◆ TASKS TO CARRY OUT:
[1] In the Simpsons excerpt, why does the writer liken the Homer of modern episodes to Mr. Sparkle?
[2] Return everything in the Simpsons excerpt from "The rest of" down to "snake eggs! Hilarious!", with no changes.
==== EXCERPTED TEXT ====
Remember that episode where Homer discovered that his 'face' was being used by a Japanese company for their commercials? It turned out then that 'Mr. Sparkle' was nothing just a fusion of two company logos, whose similarity to Homer was entirely coincidental. Watching modern Simpsons gives the impression that the real Homer has been replaced by Sparkle Homer, a cobbled together talking head whose only relation to the character many of my generation grew up with is his starring on a show called, but bearing little relation to, The Simpsons. Like the Mr. Sparkle advert, latter day episodes are all meaningless flash, resembling something we loved but lacking any of the substance or heart that made it a pleasure. The Simpsons used to mock show that opened with witless dialogue exchanges lacking any comedic nuance. Now it's unironically trying to sell them back to us. When Bart's antics were described by Mayor Quimby as 'dwindling in humour as they [rose] in destructive power', a parallel could be drawn a little too easily between the condition of series and its role as a centrepiece of the Fox television network.
The rest of the episode proceeded in the same uninspired fashion. The Simpsons were exiled from Springfield, set up a new home in a community of outcasts, where they encountered Julian Assange in an arbitrary and horribly voiced cameo, existing exclusively for a joke about his front door access code being 1-2-3-4 on a four digit pad. What did the Simpsons do in their new home? Nothing, bar falling back on the same tired gags about impressive technology being built from junkyard parts and missing the luxuries of civilisation - Marge has to cook with snake eggs! Hilarious!
==== DATA SECTION ====
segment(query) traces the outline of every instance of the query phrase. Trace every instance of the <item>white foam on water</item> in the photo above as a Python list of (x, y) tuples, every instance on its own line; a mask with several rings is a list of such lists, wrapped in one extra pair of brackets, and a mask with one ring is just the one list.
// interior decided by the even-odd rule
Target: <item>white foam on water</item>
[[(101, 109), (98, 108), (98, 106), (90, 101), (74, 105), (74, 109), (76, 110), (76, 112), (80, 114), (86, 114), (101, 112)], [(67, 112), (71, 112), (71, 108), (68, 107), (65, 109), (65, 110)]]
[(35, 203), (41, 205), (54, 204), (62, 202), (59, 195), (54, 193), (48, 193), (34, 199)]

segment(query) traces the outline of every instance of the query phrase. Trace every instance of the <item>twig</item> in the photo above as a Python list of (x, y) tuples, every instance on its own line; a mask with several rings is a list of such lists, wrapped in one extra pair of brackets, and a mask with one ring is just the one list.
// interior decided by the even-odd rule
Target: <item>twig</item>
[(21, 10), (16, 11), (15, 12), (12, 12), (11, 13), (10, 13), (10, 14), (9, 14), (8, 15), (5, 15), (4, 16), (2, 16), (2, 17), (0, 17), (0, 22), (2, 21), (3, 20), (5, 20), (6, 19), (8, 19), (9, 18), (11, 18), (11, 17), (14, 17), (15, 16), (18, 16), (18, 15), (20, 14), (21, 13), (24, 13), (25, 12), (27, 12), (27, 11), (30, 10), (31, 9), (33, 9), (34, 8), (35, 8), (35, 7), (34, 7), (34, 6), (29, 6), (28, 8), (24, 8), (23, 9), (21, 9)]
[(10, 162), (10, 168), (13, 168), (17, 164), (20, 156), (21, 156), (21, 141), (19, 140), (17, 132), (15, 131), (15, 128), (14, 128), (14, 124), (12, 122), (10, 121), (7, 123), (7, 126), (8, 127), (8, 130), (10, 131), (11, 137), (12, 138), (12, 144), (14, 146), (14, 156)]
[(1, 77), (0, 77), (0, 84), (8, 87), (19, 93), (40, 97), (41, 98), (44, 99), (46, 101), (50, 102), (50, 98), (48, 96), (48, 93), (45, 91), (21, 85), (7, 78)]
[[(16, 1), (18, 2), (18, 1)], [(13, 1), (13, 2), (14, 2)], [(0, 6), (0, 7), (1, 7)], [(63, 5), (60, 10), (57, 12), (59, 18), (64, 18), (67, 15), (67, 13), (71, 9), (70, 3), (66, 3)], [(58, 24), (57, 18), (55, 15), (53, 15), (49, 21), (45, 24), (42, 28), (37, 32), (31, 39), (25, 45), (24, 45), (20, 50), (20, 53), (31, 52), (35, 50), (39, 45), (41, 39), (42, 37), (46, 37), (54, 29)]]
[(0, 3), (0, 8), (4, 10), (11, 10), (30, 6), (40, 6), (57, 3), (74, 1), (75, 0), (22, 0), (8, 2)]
====
◆ RESULTS OF THE TASKS:
[1] Mr. Sparkle was a fusion of two company logos that resembled Homer only by coincidence. In the same way, the writer sees modern Homer as a cobbled together talking head whose only relation to the familiar character is starring on a show called The Simpsons. Like the Mr. Sparkle advert, recent episodes are meaningless flash that resemble something loved but lack its substance and heart.

[2]
The rest of the episode proceeded in the same uninspired fashion. The Simpsons were exiled from Springfield, set up a new home in a community of outcasts, where they encountered Julian Assange in an arbitrary and horribly voiced cameo, existing exclusively for a joke about his front door access code being 1-2-3-4 on a four digit pad. What did the Simpsons do in their new home? Nothing, bar falling back on the same tired gags about impressive technology being built from junkyard parts and missing the luxuries of civilisation - Marge has to cook with snake eggs! Hilarious!